_Text segment_
The practice of data science involves marrying code with data to build models. This includes the important and dominant initial steps of data acquisition, cleansing, and preparation. Data science models usually make predictions, prescribe best practices and explain or describe our domain for us.

It can be difficult to differentiate Data Science from Statistical Analysis.

Statistical analysis is based on samples, controlled experiments, probabilities, and distributions. It usually answers questions about likelihood of events or the validity of statements. It uses different algorithms like t-test, chi-square, ANOVA, DOE, response surface designs, etc.

A key pivot here might be that Data Science models are applied in production to take in new input settings by the thousands, over time, in batches or streams, and predict responses. This definition is not fool-proof but I hope we captured the essence here.

Machine Learning — ML is an archaic term and goes back to 1950s.Yes, that far! It is a toolset or a class of techniques for building the models mentioned above.

Instead of humans explicitly programming the logic for the model to learn, machine learning enables computers to generate (or learn) models on their own. This is done by processing an initial set of data, discovering complex hidden patterns in that, and capturing those patterns in a model so they can be applied later to a new dataset in order to make predictions or give explanations. The data sets may be labelled (that enables supervision for the algorithm) or unlabelled and thus, machine learning is mostly divided into three categories by learning method— Supervised, Unsupervised and Semi-Supervised.

_Dataset extract_
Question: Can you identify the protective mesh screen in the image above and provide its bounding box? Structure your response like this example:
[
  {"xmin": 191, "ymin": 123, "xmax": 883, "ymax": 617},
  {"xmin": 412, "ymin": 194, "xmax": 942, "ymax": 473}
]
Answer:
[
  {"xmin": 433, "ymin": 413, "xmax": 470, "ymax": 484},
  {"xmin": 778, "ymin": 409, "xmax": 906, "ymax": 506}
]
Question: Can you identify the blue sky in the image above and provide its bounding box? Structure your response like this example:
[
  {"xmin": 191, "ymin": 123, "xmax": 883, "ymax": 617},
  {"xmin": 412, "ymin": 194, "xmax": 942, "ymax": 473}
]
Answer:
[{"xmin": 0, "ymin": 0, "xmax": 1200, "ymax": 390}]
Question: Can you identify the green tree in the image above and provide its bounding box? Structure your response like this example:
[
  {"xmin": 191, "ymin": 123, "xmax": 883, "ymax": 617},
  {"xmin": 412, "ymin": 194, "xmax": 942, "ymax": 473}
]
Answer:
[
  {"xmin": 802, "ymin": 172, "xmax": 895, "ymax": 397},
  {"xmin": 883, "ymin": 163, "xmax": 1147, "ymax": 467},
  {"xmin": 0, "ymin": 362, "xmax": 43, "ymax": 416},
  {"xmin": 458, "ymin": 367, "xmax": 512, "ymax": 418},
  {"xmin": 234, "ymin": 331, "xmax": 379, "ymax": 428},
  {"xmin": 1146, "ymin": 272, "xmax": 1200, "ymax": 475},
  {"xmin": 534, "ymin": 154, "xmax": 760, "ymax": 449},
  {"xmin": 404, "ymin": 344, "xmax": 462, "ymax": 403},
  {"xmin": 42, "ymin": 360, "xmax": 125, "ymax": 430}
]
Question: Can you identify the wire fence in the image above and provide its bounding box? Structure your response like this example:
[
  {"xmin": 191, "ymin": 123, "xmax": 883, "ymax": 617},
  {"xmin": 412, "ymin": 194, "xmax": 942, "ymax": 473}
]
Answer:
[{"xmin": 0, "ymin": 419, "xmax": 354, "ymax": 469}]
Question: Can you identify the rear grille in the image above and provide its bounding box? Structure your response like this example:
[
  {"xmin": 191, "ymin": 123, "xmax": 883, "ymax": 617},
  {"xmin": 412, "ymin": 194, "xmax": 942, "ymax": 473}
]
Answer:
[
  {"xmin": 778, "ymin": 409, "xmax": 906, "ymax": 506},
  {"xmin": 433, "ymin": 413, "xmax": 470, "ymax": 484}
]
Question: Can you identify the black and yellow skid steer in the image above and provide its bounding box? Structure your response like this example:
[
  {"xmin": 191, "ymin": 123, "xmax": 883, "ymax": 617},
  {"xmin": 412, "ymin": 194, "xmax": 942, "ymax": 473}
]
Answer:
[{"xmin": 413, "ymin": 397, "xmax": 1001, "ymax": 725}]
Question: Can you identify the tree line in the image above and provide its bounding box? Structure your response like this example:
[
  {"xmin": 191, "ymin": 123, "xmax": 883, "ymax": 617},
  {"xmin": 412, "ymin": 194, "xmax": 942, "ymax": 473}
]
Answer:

_Problem set_
1. In the text on data science, into which three categories is machine learning mostly divided by learning method?
2. Echo the text on data science word for word, starting at "The practice of" and ending at "domain for us.".

_Exercise results_
1. Supervised, Unsupervised and Semi-Supervised.

2.
The practice of data science involves marrying code with data to build models. This includes the important and dominant initial steps of data acquisition, cleansing, and preparation. Data science models usually make predictions, prescribe best practices and explain or describe our domain for us.